> **ASSIGNED TASK**: Your answer must be every line of the data below that holds the string "trace", copied exactly.

> **SOURCE MATERIAL**:
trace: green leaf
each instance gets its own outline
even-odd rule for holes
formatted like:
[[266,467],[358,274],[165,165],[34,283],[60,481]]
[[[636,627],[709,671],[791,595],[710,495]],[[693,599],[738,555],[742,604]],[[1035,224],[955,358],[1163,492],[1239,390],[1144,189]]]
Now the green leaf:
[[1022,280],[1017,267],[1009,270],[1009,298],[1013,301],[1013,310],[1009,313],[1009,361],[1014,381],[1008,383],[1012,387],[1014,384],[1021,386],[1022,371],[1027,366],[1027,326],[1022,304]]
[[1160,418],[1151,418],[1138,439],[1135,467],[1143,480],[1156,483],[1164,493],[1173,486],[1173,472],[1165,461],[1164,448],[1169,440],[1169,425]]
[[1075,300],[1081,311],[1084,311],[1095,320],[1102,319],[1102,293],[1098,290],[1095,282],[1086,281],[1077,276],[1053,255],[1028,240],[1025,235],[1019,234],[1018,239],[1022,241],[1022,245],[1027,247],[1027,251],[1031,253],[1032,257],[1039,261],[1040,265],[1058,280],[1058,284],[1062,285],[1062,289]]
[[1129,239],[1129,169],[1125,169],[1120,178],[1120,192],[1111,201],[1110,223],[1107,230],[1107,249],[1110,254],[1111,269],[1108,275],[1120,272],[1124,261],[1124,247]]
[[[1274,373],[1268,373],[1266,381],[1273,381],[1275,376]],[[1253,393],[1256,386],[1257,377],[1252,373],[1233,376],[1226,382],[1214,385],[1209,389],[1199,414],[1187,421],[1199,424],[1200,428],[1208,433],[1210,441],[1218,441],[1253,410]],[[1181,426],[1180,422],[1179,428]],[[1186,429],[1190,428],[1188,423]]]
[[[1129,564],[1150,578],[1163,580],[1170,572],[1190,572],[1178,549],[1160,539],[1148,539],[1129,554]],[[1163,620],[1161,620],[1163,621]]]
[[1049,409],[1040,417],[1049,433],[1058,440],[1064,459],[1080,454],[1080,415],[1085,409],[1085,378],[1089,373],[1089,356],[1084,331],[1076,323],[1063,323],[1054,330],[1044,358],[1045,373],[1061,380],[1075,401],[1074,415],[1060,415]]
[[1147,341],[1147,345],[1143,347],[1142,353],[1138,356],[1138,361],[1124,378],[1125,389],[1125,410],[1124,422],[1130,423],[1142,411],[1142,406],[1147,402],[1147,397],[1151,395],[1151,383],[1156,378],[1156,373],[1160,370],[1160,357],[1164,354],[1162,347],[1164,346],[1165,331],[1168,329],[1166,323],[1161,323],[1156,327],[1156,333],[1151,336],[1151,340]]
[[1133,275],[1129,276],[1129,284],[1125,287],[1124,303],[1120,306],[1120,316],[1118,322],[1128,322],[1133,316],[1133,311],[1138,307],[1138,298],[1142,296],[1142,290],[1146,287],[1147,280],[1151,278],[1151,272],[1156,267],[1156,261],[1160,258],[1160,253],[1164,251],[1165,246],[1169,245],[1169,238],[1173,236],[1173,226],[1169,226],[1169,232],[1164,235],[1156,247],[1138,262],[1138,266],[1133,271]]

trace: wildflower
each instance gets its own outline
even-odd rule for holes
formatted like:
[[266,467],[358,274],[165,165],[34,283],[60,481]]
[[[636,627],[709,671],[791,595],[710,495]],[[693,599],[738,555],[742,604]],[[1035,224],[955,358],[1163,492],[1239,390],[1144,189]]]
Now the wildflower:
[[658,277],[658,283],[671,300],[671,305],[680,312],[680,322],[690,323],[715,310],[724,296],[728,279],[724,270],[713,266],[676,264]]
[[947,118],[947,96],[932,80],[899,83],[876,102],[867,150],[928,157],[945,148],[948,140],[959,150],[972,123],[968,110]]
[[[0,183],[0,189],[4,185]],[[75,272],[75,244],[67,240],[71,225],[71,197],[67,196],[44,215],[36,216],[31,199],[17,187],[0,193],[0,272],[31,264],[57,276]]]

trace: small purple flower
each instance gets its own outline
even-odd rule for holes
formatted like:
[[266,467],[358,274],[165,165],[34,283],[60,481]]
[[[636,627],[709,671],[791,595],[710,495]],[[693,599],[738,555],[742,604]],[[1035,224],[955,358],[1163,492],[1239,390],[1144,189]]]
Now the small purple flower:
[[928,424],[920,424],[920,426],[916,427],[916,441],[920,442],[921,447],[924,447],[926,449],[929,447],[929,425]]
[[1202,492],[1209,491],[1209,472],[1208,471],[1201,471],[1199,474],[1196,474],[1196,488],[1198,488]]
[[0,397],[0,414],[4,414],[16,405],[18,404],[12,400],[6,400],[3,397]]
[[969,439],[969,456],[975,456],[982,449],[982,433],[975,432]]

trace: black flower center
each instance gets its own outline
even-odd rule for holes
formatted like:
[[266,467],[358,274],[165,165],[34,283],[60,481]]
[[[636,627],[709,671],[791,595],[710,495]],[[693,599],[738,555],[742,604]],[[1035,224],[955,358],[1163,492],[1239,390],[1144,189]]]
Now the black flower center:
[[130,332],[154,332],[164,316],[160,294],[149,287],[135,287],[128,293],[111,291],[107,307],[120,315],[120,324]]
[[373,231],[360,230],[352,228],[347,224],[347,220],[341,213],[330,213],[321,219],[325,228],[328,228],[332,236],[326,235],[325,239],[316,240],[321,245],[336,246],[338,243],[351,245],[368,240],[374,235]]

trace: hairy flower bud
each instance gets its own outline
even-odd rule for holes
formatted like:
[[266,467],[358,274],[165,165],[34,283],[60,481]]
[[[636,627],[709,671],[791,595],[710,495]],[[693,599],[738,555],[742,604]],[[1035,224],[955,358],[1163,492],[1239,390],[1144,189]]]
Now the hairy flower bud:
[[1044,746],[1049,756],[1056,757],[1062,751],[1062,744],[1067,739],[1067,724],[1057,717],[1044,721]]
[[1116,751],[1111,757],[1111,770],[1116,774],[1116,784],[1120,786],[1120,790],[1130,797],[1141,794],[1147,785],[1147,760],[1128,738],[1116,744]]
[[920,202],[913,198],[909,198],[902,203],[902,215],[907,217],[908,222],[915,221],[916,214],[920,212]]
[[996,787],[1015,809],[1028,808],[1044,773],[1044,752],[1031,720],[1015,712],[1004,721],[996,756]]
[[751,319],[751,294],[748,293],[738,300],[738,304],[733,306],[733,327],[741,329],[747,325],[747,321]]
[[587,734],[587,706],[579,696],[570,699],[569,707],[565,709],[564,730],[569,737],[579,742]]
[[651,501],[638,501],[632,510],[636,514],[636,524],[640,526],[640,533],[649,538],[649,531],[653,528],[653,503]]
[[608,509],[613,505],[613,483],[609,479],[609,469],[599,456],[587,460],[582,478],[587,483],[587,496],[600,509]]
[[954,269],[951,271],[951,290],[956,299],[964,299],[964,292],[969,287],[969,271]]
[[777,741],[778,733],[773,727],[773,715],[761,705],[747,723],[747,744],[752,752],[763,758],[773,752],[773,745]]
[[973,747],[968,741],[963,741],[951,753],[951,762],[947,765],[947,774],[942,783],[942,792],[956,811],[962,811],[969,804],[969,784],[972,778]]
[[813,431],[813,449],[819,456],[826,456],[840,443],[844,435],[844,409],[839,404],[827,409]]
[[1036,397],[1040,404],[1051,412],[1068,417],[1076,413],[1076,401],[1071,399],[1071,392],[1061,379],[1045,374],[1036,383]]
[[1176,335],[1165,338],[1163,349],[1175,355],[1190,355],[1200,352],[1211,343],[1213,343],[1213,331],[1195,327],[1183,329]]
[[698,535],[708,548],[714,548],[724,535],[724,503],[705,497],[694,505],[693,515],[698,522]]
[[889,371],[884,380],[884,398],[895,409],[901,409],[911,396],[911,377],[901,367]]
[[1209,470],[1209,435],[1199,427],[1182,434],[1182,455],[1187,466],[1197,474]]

> **RESPONSE AREA**:
trace: green leaf
trace: wildflower
trace: small purple flower
trace: black flower center
trace: hairy flower bud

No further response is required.